** Recorded information follows **

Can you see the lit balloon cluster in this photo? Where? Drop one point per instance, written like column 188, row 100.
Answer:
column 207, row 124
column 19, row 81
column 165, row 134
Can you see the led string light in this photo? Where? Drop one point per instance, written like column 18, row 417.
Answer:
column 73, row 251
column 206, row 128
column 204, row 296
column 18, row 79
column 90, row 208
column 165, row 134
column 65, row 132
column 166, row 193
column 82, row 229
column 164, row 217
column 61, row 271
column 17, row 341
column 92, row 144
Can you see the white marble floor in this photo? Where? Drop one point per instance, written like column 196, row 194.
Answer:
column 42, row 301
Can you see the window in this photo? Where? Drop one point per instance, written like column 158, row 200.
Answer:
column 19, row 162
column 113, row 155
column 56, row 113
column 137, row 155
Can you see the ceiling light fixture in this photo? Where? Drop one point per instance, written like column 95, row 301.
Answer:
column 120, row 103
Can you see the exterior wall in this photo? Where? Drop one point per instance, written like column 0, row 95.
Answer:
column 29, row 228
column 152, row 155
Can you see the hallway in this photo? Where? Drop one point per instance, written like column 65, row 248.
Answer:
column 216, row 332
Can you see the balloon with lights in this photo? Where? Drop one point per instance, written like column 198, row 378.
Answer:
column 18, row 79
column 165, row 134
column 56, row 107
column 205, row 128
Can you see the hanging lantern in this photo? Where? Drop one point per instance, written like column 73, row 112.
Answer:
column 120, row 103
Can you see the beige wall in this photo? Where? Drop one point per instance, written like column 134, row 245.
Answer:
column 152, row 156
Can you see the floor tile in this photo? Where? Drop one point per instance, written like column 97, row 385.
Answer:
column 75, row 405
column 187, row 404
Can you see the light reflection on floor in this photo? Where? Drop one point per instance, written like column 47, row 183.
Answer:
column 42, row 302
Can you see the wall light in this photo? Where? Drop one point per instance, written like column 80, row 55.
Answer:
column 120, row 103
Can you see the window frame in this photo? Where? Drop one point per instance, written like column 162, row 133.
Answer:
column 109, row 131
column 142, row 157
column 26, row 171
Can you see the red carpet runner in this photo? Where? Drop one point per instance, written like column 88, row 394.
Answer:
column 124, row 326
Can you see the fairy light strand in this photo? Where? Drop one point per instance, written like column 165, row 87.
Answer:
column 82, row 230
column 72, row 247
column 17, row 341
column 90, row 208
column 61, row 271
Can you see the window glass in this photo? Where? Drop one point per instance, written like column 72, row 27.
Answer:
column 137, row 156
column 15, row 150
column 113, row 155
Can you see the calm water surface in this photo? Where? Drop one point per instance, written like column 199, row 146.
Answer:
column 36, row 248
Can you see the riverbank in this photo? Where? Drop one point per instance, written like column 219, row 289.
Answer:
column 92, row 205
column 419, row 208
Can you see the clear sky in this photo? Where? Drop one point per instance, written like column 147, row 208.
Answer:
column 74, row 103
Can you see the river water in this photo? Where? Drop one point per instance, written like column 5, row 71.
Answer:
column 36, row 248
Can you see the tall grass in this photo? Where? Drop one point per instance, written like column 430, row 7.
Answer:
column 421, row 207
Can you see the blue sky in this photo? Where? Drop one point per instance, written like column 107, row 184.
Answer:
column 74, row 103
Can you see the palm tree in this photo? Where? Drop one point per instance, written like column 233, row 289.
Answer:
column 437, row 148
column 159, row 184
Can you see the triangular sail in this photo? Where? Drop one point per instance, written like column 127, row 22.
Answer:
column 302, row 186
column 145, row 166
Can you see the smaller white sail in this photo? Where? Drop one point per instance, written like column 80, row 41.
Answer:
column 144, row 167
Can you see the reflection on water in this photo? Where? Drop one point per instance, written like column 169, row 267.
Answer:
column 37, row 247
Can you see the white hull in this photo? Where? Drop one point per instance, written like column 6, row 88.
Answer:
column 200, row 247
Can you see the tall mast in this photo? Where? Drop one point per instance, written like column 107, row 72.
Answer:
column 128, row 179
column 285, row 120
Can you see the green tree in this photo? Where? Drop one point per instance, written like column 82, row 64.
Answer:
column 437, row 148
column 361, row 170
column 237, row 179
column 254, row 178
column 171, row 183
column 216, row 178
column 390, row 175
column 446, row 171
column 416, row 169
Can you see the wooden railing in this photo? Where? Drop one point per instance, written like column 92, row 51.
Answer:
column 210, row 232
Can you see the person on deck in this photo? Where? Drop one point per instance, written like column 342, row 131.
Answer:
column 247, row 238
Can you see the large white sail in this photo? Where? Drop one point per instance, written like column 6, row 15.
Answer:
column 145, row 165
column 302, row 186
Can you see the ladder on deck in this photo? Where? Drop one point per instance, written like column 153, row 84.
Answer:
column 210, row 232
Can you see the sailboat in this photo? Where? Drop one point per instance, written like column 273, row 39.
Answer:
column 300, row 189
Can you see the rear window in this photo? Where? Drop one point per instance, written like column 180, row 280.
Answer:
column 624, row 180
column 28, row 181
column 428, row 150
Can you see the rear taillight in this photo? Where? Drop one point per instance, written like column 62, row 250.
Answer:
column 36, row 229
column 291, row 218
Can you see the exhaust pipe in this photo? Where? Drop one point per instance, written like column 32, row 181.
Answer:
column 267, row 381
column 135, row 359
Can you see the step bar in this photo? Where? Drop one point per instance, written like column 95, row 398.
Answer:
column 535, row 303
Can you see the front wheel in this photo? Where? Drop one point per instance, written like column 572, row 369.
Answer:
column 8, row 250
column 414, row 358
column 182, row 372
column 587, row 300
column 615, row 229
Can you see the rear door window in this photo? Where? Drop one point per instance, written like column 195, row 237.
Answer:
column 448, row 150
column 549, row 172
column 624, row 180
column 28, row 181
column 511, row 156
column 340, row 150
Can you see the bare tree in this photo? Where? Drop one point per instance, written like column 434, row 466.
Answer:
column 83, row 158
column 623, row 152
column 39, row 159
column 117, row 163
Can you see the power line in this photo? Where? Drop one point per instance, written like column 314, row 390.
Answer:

** End of Recorded information **

Would you report every line of the entries above containing the word "balloon"?

▶ _Solved exercise_
Can you see the lit balloon cluster in this photo? Where? Drop one point per instance, written like column 188, row 100.
Can you see the balloon with lights in this photo? Where? Drop one point per instance, written like column 198, row 378.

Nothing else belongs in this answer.